··· SUPPLIED MATERIAL
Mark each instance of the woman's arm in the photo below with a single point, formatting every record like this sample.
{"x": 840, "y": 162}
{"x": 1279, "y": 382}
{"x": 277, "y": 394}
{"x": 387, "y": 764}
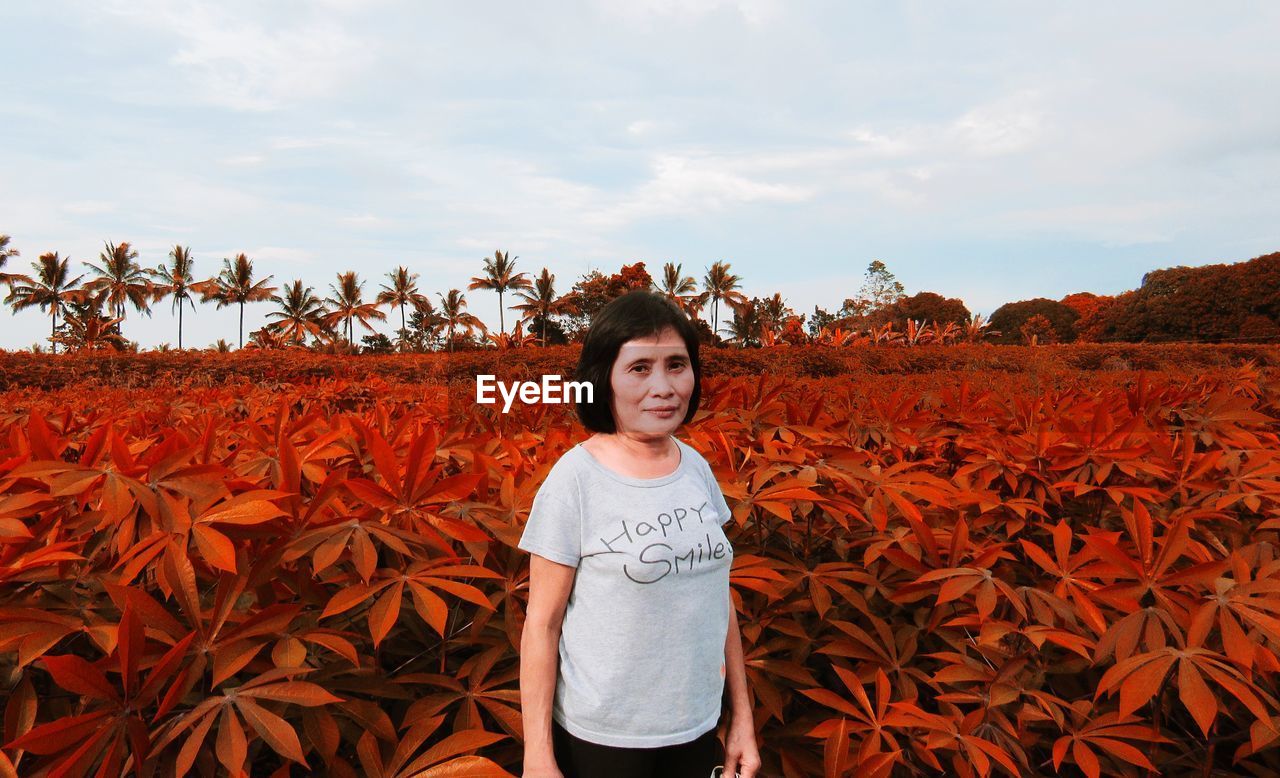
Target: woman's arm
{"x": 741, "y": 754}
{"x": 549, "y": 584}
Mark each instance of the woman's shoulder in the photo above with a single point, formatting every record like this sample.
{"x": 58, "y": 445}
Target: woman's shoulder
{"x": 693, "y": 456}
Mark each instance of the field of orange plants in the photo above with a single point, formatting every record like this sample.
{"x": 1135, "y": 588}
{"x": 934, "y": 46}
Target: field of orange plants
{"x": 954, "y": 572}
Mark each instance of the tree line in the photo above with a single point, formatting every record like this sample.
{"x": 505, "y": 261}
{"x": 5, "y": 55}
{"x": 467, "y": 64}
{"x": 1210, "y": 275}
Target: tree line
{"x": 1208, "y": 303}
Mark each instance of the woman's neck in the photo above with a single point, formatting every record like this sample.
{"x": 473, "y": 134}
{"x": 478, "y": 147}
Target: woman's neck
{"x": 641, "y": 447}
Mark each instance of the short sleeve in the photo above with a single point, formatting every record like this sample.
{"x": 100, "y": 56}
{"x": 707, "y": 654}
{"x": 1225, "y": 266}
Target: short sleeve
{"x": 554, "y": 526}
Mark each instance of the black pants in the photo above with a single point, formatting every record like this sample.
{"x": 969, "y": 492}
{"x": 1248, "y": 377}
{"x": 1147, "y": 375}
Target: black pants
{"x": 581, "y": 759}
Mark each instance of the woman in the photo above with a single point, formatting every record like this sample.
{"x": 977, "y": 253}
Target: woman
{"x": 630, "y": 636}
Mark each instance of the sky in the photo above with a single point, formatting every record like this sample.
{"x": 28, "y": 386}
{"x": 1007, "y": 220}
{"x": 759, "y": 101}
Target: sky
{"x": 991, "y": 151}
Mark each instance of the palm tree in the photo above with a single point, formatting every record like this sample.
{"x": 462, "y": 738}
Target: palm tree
······
··· SUPPLIED MATERIAL
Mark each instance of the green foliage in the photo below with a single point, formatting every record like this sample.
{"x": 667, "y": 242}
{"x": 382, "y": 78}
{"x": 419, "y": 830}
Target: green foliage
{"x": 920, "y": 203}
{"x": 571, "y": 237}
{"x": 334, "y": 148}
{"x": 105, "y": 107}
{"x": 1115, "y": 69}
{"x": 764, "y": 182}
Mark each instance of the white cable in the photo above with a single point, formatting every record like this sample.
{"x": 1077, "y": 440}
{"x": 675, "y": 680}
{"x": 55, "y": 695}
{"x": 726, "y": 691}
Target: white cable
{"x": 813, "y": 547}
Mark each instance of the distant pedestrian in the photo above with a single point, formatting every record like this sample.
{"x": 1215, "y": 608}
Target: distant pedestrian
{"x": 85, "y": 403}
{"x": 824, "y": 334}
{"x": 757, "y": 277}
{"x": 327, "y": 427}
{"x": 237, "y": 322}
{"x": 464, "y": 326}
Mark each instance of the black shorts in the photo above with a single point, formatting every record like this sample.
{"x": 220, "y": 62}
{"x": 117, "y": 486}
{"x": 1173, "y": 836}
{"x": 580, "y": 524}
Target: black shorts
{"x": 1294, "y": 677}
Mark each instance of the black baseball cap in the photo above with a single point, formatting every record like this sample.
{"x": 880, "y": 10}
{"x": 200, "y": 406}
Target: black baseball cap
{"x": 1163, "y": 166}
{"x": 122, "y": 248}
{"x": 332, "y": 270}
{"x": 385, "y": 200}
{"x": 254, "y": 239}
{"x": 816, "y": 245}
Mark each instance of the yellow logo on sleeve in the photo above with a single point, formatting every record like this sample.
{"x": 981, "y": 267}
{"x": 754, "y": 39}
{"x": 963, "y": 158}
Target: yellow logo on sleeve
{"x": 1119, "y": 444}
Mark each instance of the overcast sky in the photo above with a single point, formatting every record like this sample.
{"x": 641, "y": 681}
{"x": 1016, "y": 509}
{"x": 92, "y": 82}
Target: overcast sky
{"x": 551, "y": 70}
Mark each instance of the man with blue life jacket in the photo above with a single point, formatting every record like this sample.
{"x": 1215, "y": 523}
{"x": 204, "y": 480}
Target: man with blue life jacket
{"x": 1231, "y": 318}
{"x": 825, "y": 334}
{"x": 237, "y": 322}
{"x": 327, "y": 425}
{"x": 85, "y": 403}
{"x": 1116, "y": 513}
······
··· SUPPLIED MATERIAL
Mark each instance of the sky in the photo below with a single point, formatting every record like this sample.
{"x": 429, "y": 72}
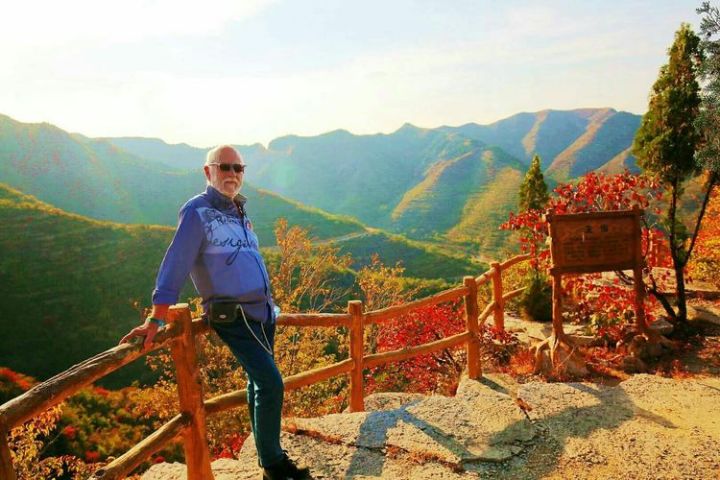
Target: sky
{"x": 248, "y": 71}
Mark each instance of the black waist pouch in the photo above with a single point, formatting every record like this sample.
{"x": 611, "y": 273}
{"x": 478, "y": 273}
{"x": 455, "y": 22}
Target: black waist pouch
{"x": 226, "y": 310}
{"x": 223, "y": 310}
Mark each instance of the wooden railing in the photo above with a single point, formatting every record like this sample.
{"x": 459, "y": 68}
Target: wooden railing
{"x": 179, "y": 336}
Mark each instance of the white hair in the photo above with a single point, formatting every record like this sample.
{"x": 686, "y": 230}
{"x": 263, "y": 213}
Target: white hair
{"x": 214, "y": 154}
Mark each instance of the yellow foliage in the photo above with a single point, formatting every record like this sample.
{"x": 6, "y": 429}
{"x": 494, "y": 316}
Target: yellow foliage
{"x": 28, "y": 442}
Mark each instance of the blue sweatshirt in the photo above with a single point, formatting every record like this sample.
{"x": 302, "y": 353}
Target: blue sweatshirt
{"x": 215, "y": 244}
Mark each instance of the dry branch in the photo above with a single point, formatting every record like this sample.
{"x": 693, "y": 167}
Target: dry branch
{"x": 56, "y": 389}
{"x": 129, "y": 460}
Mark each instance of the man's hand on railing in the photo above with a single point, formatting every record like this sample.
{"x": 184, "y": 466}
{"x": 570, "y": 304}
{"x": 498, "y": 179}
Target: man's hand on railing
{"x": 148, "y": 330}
······
» **TASK**:
The answer must be every line from the entries above that holds the string "below".

» **RESULT**:
Mark each instance of the woman's arm in the photo below with a single point, formatting every record like this sample.
Mark each instance of the green foliage in the photo below with a single point, formatting every record like this sample.
Mark each instance of the sky in the photo below with a single point, formatting every record like this sample.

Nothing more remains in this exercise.